* _WHAT THE TASK ASKS_
Please copy the material below word for word, from the line containing "ceiling fan blade" to the line containing "[[386, 51]]", including both of those lines.

* _DATA FOR PROCESSING_
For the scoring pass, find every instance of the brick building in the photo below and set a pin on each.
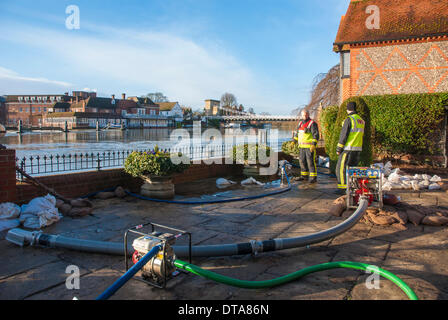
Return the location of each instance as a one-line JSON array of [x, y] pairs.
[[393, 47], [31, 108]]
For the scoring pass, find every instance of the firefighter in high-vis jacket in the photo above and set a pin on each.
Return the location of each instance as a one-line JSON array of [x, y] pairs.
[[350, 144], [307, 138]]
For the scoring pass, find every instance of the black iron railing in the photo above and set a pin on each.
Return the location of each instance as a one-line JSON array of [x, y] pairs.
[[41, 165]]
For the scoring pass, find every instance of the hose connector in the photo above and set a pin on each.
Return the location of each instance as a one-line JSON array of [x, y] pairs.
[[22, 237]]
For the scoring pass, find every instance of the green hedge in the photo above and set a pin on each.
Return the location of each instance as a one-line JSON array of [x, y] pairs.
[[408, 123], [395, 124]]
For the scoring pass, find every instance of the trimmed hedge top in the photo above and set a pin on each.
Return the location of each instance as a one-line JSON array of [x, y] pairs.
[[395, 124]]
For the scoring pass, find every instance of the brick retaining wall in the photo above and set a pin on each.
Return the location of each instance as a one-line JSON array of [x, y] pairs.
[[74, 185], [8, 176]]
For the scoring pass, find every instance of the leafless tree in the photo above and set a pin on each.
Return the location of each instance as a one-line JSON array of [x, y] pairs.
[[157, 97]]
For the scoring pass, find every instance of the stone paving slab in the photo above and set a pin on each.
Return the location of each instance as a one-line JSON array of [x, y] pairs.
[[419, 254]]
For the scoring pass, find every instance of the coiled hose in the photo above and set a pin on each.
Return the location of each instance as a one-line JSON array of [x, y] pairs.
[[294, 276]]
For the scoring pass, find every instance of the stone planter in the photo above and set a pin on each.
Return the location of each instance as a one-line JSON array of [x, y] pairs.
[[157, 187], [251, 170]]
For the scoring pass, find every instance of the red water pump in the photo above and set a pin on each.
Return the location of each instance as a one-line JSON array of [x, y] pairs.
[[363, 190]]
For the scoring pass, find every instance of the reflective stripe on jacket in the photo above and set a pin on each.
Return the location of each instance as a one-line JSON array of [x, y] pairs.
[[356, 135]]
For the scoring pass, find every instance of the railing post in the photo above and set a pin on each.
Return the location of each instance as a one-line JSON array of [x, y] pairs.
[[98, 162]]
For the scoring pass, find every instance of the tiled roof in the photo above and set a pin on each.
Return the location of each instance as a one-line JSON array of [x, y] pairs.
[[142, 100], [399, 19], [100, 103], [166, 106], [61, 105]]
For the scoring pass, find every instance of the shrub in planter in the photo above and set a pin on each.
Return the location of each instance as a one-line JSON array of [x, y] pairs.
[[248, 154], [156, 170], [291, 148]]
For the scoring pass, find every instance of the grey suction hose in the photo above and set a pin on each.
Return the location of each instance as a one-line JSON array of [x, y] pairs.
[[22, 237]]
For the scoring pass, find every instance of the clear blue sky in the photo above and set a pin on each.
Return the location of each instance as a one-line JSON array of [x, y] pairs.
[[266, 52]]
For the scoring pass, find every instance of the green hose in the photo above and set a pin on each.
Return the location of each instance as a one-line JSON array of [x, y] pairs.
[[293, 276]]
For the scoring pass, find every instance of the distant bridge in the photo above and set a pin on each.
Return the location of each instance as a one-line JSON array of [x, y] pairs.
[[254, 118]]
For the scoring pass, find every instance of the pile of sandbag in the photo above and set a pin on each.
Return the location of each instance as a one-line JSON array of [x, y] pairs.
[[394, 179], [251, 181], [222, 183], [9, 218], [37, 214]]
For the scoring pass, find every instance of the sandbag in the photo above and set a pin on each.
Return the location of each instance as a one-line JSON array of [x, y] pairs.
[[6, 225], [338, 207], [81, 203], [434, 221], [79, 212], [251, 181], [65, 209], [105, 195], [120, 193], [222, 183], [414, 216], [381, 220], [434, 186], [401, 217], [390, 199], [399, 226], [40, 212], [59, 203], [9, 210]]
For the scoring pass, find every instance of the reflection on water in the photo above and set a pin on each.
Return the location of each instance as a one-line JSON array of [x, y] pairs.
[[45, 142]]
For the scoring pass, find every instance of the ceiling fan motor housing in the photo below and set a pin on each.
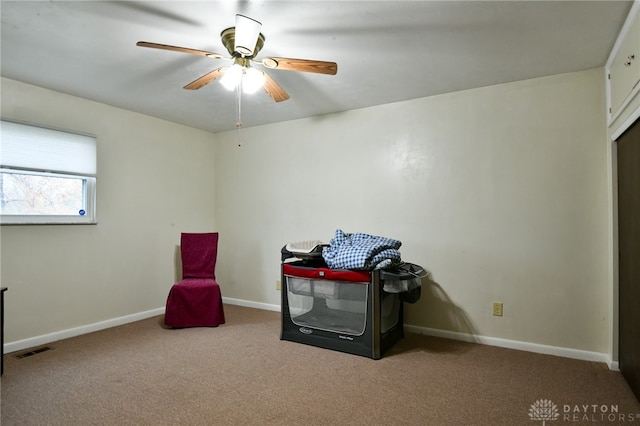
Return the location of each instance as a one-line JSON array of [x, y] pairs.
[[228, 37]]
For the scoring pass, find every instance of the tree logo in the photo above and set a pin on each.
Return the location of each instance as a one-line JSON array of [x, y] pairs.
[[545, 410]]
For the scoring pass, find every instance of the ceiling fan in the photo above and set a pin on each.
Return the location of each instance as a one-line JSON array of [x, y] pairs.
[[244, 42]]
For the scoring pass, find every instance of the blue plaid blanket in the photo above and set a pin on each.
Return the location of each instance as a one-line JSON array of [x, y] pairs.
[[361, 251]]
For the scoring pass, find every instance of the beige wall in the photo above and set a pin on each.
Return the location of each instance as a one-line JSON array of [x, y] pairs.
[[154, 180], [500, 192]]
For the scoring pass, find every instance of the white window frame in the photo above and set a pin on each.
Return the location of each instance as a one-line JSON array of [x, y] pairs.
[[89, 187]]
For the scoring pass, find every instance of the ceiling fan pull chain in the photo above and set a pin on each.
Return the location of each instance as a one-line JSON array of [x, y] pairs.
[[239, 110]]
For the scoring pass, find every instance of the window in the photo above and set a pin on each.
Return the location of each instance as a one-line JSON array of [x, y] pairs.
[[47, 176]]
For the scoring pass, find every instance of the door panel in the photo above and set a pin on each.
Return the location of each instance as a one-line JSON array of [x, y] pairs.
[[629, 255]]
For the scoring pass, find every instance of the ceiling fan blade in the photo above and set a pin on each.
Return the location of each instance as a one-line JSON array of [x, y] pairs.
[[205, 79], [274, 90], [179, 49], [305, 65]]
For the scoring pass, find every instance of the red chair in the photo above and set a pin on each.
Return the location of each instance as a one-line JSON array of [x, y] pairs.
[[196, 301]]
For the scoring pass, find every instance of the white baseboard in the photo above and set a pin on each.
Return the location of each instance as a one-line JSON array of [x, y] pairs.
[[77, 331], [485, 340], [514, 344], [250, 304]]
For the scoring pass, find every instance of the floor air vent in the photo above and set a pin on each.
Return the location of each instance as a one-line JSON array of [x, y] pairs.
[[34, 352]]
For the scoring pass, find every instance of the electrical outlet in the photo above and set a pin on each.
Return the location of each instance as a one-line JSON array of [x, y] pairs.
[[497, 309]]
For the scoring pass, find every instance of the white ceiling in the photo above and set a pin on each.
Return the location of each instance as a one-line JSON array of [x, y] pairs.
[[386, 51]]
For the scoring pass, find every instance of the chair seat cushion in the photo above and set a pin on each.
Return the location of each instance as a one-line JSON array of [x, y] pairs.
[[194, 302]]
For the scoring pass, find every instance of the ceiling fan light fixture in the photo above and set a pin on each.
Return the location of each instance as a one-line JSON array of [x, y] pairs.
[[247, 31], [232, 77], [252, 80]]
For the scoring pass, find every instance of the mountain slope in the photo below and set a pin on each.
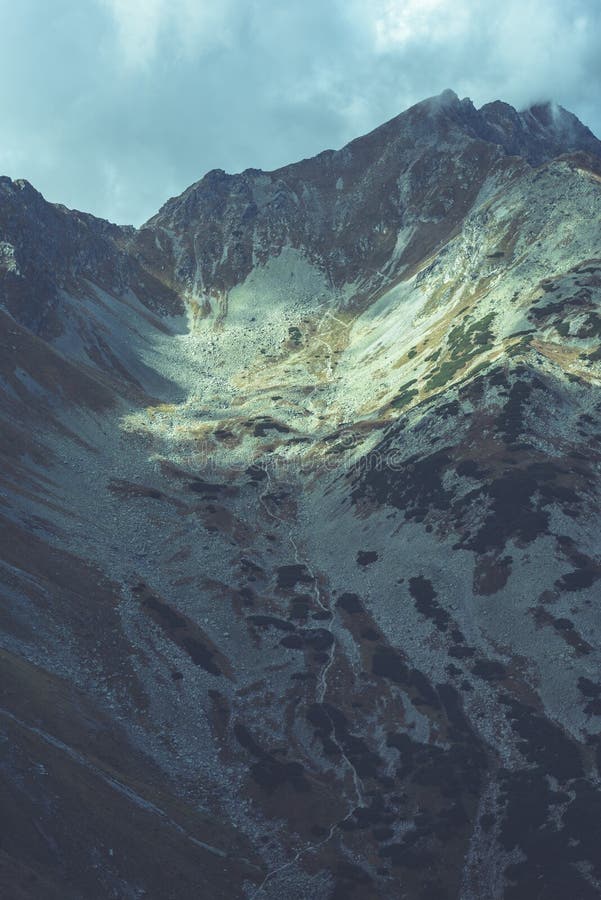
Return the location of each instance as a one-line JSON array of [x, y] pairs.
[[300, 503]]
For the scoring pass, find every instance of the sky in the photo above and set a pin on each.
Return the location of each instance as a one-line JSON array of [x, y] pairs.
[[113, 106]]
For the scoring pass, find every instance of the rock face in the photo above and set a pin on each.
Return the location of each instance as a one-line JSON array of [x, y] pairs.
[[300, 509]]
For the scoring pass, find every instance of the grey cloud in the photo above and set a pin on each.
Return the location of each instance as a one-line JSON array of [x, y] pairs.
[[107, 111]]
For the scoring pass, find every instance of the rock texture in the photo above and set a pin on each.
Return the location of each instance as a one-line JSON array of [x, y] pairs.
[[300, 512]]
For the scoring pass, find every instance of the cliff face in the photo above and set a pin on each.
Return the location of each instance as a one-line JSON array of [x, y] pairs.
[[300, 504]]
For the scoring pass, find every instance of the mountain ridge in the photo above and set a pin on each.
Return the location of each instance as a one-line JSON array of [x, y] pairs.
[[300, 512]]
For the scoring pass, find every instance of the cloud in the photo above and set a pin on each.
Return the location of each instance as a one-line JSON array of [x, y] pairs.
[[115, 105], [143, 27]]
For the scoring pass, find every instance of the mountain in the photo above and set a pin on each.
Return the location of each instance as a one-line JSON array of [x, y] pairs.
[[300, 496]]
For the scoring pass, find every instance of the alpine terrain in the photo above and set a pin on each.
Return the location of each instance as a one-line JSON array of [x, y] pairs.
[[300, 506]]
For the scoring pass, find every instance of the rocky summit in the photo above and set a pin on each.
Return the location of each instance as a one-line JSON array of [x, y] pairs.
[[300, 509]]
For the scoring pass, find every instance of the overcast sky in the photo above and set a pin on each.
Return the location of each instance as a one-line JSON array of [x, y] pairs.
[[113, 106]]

* _EXERCISE RESULT_
For the scoring pass, find every instance of the ceiling fan blade in the photo above and set a pin on each.
Return the location of each instance as a one-line JSON array of [x, y] pairs.
[[205, 79], [274, 90], [179, 49], [305, 65]]
For the scoring pass, find every instance of the red chair in the photo above and set a pin on each.
Return the location of each instance as a one-line JSON array of [x, y] pairs.
[[196, 301]]
For the scoring pass, find every instance of the white baseboard in the photo above and set a pin on each.
Return the location of each instance as a one-line JSON array of [x, y] pairs.
[[77, 331], [485, 340], [514, 344], [250, 304]]
For the scoring pass, find every instance of the floor air vent in the photo above and set a pin on each.
Return the location of each instance as a one-line JSON array of [x, y] pairs.
[[34, 352]]
For the scoring pass, find every instance of the electrical outlet in the photo above and set a pin on each.
Return the location of each instance as a one-line JSON array of [x, y] pairs.
[[497, 309]]
For the scoring pass, find every instance of the white ceiling in the photo above and set a pin on each.
Return the location of each instance as a one-line JSON array of [x, y] pairs.
[[386, 51]]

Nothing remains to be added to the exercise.